SUPPLIED TEXT: Begin
Albeit very slowly paced, “Only Lovers Left Alive” may be the most realistic look at the lives of vampires in the 21st century since “Angel.” No magic day rings, no “oh, we live in Seattle where it’s cloudy, so it’s safe”…no nothing to let vampires frolic in the daylight. In “Only Lovers Left Alive,” vampires come out just in the darkness of night, like God and Bram Stoker intended.
Written and directed by Jim Jarmusch, “Only LoversLeft Alive” is the story of Adam and Eve (Tom Hiddleston and Tilda Swinton), a married vampire couple, although living separate lives in different parts of the world. Adam is a musician residing in Detroit. His work is known and revered, even though no one knows who the writer is. Eve is more of a free spirit, currently making her home in Tangiers, where she’s good friends with author, Marlowe (John Hurt)… yes, that Marlowe.
In addition to writing music, which he really doesn’t want anyone to hear, Adam collects guitars and other musical instruments. His chief supplier of these instruments and seemingly only friend is Ian (Anton Yelchin), who doesn’t know Adam is a vampire. One funny aside is Adam referring to humans as zombies, which is confusing at first, but then one realizes he means “us.” Adam is lonely, seemingly tired of living and near suicide. Out of desperation, he calls Eve and she agrees to join him in Detroit. Their joyful reunion is short-lived when Eve’s sister, Ava (Mia Wasikowska ), pops in from LA for a visit. It’s that visit turns the couple’s life topsy-turvy.
If there is any actress paler than Swinton, I haven’t seen her. She’s perfectly cast as a vampire. Swinton makes Eve’s joie de vie infectious. Hiddleston is terrific as the moody Adam. It’s hard to say why Eve was drawn to him, but it’s easy to see why he was attracted to her. If anyone can make a vampire seem truly alive, Eve is that “person.” Wasikowska imbues Ava with a delightful sense of fun. One doesn’t normally see this actress in such a care-free role and she carries it off with ease. Barely recognizable underneath all his rocker hair, Yelchin is very good as the movie’s innocent. I have no idea of what Marlowe was like as a human-being, but John Hurt’s scenes with Swinton are fun to watch.
SUPPLIED TEXT: End
SOURCE DATA: Begin
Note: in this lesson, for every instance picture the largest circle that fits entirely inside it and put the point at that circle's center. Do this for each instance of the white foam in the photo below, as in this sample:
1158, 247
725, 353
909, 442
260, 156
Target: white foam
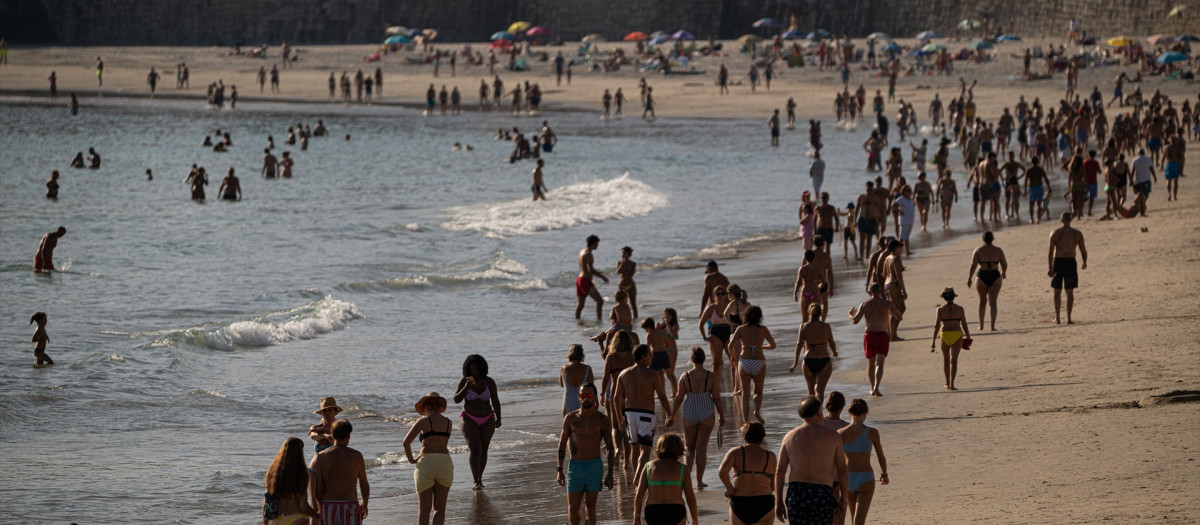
583, 203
SOURCE DATA: End
→ **REQUIRED WORK**: Copy the review starting at "If there is" and ending at "fun to watch.", swapping "terrific" for "superb". You won't need the rows for this.

→ **WRITTEN RESPONSE**:
If there is any actress paler than Swinton, I haven’t seen her. She’s perfectly cast as a vampire. Swinton makes Eve’s joie de vie infectious. Hiddleston is superb as the moody Adam. It’s hard to say why Eve was drawn to him, but it’s easy to see why he was attracted to her. If anyone can make a vampire seem truly alive, Eve is that “person.” Wasikowska imbues Ava with a delightful sense of fun. One doesn’t normally see this actress in such a care-free role and she carries it off with ease. Barely recognizable underneath all his rocker hair, Yelchin is very good as the movie’s innocent. I have no idea of what Marlowe was like as a human-being, but John Hurt’s scenes with Swinton are fun to watch.